_Task goal_: Restate the entire listing word for word.

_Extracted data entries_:

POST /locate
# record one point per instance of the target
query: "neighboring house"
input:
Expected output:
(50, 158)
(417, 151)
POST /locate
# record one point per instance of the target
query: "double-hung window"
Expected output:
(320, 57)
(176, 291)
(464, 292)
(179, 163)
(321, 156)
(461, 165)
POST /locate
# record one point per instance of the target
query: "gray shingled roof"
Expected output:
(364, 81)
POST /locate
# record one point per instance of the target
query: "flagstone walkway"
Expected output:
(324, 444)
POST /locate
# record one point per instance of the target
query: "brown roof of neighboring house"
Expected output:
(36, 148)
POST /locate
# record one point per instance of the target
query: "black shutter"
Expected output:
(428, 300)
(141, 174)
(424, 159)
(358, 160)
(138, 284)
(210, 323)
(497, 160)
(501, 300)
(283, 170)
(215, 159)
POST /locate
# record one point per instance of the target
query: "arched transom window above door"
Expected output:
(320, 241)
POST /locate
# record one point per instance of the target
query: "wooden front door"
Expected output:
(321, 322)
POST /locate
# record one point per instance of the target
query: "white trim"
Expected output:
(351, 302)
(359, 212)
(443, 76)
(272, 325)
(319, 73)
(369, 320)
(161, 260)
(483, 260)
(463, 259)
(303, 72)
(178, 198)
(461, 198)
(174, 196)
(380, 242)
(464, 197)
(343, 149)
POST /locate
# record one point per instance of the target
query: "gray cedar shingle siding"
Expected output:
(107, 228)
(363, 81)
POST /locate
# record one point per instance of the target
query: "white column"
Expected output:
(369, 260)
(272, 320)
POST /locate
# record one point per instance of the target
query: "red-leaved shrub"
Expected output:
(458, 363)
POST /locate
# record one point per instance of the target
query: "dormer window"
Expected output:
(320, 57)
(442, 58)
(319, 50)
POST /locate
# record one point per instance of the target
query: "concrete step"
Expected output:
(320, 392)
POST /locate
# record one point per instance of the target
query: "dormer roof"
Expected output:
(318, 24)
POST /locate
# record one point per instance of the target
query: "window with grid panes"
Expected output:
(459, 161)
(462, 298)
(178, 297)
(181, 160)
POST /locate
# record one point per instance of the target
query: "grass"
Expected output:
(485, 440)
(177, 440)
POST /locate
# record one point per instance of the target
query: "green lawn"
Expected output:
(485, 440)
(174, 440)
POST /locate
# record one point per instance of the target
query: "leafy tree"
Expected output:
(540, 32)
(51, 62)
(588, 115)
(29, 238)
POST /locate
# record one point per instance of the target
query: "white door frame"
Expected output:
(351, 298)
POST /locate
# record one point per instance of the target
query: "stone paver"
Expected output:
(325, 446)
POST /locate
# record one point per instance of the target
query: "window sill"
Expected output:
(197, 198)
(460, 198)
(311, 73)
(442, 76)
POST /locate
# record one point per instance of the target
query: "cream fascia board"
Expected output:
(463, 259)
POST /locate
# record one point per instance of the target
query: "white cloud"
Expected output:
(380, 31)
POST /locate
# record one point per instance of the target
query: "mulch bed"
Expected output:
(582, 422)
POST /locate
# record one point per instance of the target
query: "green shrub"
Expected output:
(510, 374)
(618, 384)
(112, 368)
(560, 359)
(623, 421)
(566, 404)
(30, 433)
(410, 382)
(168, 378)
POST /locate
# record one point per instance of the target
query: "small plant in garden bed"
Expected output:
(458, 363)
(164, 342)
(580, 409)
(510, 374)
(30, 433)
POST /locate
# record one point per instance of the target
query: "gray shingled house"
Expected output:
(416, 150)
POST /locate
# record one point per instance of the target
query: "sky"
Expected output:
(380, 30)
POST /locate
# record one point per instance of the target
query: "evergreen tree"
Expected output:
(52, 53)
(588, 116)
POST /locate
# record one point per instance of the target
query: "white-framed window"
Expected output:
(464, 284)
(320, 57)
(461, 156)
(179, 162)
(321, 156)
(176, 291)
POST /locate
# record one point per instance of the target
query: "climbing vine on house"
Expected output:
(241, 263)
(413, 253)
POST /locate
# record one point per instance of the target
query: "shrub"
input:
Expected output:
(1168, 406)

_Complete response_:
POST /locate
# record one point per instance of the target
query: "neighboring house"
input:
Expected output:
(50, 158)
(417, 151)
POST /locate
# record one point per instance of the target
query: "double-hung window"
Expected output:
(320, 57)
(176, 291)
(464, 292)
(179, 163)
(321, 156)
(461, 165)
POST /locate
# record one point per instance of the target
query: "gray shingled roof"
Expected output:
(364, 81)
POST /locate
# record one point per instance of the target
query: "flagstone walkway"
Expected output:
(324, 444)
POST /locate
# record one point per instance of the target
query: "brown roof of neighboring house"
Expected output:
(36, 148)
POST /locate
# record one point per instance of the target
query: "black shutter"
Expected output:
(428, 300)
(141, 174)
(424, 159)
(358, 160)
(138, 284)
(210, 323)
(497, 160)
(501, 300)
(283, 170)
(215, 159)
POST /locate
# record one point per instance of the target
query: "arched transom window above door"
Expected output:
(320, 241)
POST /locate
# record one point per instance of the target
query: "wooden front door"
Expected output:
(321, 322)
POST /locate
# record one point per instance of the target
query: "white trim"
Expected output:
(351, 302)
(359, 212)
(443, 76)
(272, 325)
(319, 73)
(369, 320)
(161, 260)
(483, 260)
(463, 259)
(303, 72)
(178, 198)
(461, 198)
(174, 196)
(380, 242)
(464, 197)
(343, 149)
POST /locate
# record one point per instance of the target
query: "gray cedar shingle siding"
Expected output:
(107, 228)
(363, 81)
POST /locate
# record one point per instance of the target
query: "white column"
Expected output:
(369, 260)
(272, 320)
POST /locate
# record one point per instance of the target
query: "red-leaved shrub"
Expected output:
(458, 363)
POST /locate
# record one point per instance of the target
query: "dormer window"
Expected output:
(320, 57)
(442, 58)
(319, 50)
POST /locate
# record one point per instance of the target
query: "concrete step"
Expected output:
(320, 392)
POST /locate
# record one point per instance of the target
query: "dormer roof"
Expected output:
(318, 24)
POST /locate
# record one point per instance of the target
query: "window with grid panes"
Expected output:
(459, 161)
(462, 298)
(178, 297)
(181, 160)
POST /locate
# record one point per instance of the target
query: "grass"
Expected output:
(485, 440)
(177, 440)
POST /locate
# record one point per instance of the target
query: "green lawn"
Expected output:
(485, 440)
(174, 440)
POST /locate
# record one point per instance of the target
query: "leafy tree"
Expected output:
(540, 32)
(51, 62)
(588, 115)
(29, 238)
POST /locate
# record one point per instance of the target
query: "white door frame"
Expected output:
(351, 298)
POST /locate
# record one point per instance of the target
query: "stone paver"
Expected output:
(325, 446)
POST /locate
# record one point per instance of the target
query: "window sill"
Expected output:
(197, 198)
(460, 198)
(311, 73)
(442, 76)
POST /locate
# record one point per instance of the target
query: "cream fascia board"
Expected output:
(463, 259)
POST /locate
# record one point per instance of the target
query: "white cloud"
Expected output:
(380, 31)
POST /locate
# record one point per instance of the target
query: "mulch bed"
Expected output:
(582, 422)
POST /locate
# record one point per instance of the target
query: "green shrub"
Expected output:
(510, 374)
(618, 384)
(112, 368)
(560, 359)
(623, 421)
(566, 404)
(30, 433)
(410, 382)
(168, 378)
POST /locate
# record one point per instance of the target
query: "small plant in garden bed"
Expected output:
(458, 363)
(164, 342)
(580, 409)
(510, 374)
(30, 433)
POST /locate
# record one point per instance of the target
query: "gray shingled house"
Expected output:
(416, 150)
POST /locate
# record one point per instance of the target
query: "sky"
Expected output:
(380, 30)
POST /locate
# record one point per instance of the target
query: "evergreen tree"
Expected output:
(52, 53)
(588, 116)
POST /locate
# record one point per instance of the target
query: "white-framed window"
Expected output:
(464, 284)
(320, 57)
(461, 156)
(179, 162)
(321, 156)
(176, 291)
POST /locate
# record one point per instance of the target
query: "climbing vine on house"
Expected output:
(241, 263)
(413, 253)
POST /locate
# record one point per instance of the target
query: "shrub"
input:
Expected output:
(1168, 406)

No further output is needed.